Stated problem
Rewrite the lines from the start through the line containing "pixel 103 128", swapping "photo" for "image" and keeping everything else the same. Omit the pictures from your answer.

Data shown

'''

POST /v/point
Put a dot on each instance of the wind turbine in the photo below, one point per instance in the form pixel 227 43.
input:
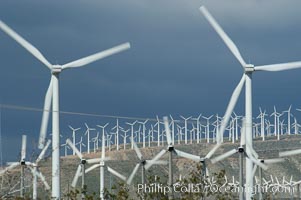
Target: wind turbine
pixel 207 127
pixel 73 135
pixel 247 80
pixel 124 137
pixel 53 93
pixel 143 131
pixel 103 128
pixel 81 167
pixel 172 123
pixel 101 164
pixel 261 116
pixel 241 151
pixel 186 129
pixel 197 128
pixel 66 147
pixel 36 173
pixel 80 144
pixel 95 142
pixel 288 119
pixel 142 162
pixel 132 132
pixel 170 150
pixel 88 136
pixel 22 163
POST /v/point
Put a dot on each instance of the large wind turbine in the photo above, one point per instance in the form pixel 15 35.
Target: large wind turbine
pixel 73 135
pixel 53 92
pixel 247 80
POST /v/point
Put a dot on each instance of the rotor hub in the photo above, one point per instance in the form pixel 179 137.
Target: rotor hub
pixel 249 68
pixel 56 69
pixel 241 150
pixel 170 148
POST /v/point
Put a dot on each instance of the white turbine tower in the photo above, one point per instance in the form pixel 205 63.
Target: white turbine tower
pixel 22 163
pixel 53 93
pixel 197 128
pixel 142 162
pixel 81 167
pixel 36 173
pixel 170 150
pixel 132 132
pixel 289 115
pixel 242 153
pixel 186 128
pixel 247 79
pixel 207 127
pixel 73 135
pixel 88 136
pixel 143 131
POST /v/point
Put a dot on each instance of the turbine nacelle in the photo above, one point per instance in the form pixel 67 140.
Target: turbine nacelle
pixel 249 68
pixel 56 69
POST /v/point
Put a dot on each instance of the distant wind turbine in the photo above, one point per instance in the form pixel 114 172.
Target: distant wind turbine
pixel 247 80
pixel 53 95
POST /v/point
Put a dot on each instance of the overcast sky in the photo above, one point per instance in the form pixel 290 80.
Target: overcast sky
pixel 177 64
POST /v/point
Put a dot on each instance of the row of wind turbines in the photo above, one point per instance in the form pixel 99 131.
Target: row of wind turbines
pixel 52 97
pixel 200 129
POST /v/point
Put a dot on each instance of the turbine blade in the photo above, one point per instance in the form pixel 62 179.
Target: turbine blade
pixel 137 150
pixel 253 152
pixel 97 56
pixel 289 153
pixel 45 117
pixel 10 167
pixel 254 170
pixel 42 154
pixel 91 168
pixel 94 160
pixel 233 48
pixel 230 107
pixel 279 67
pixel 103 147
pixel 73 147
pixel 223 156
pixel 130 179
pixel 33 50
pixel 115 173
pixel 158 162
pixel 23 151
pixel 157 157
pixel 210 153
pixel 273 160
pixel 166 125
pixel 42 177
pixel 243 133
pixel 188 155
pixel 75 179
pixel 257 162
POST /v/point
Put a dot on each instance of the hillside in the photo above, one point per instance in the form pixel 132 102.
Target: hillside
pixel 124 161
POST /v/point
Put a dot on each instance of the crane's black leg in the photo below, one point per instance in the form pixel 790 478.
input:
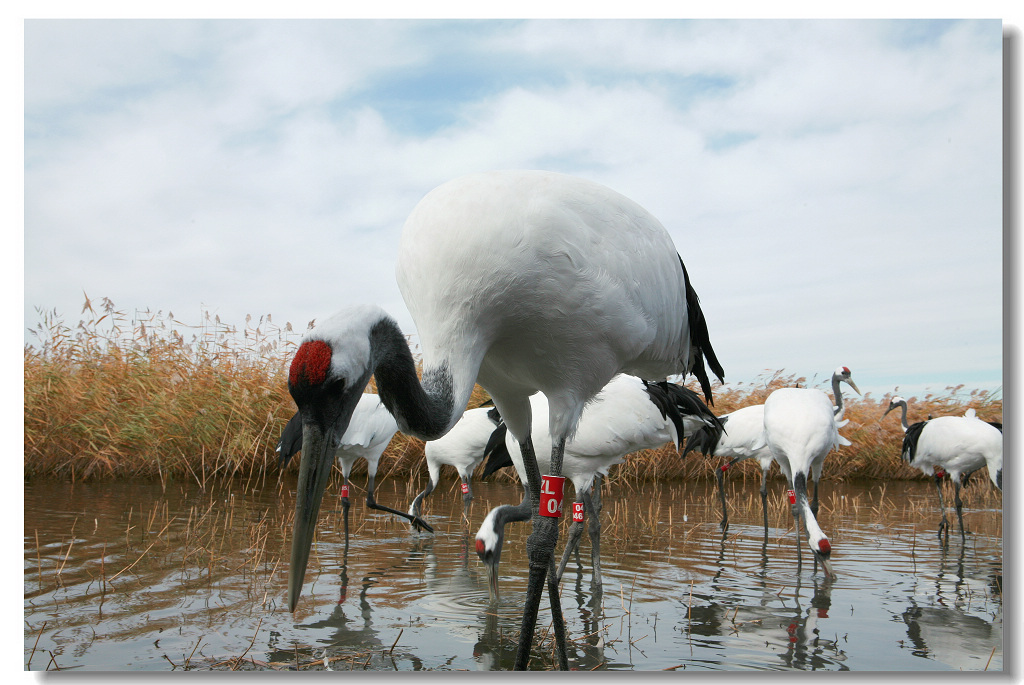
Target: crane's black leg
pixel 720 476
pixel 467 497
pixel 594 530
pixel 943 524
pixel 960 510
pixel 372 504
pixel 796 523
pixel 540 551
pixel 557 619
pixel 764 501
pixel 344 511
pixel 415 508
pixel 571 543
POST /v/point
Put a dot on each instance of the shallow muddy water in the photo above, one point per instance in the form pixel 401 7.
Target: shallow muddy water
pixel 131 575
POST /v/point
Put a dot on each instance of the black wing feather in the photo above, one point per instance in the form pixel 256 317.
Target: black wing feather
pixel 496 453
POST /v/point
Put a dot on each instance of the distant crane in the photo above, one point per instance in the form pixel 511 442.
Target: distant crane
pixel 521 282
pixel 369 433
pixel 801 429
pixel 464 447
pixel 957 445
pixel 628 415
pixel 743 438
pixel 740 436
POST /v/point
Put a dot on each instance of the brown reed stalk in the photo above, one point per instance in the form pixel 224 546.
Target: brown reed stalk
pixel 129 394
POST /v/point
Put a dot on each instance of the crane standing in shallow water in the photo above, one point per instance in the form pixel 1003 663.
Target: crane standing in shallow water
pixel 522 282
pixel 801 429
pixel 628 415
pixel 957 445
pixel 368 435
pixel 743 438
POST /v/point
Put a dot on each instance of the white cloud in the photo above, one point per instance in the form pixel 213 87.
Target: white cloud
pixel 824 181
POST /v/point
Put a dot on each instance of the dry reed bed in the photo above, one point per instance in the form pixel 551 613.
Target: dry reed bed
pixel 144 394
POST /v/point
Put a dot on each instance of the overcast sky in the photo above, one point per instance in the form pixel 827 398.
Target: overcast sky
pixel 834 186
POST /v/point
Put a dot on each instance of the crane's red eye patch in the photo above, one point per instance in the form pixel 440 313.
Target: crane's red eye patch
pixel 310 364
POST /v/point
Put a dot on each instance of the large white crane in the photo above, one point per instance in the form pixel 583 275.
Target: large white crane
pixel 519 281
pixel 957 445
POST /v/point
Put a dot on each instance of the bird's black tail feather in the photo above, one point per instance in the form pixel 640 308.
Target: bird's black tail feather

'''

Full solution
POST /v/point
Put a dot on each instance of the wind turbine in the image below, one point per instance in the form pixel 227 43.
input:
Target: wind turbine
pixel 207 127
pixel 73 135
pixel 247 80
pixel 124 137
pixel 53 93
pixel 143 131
pixel 103 128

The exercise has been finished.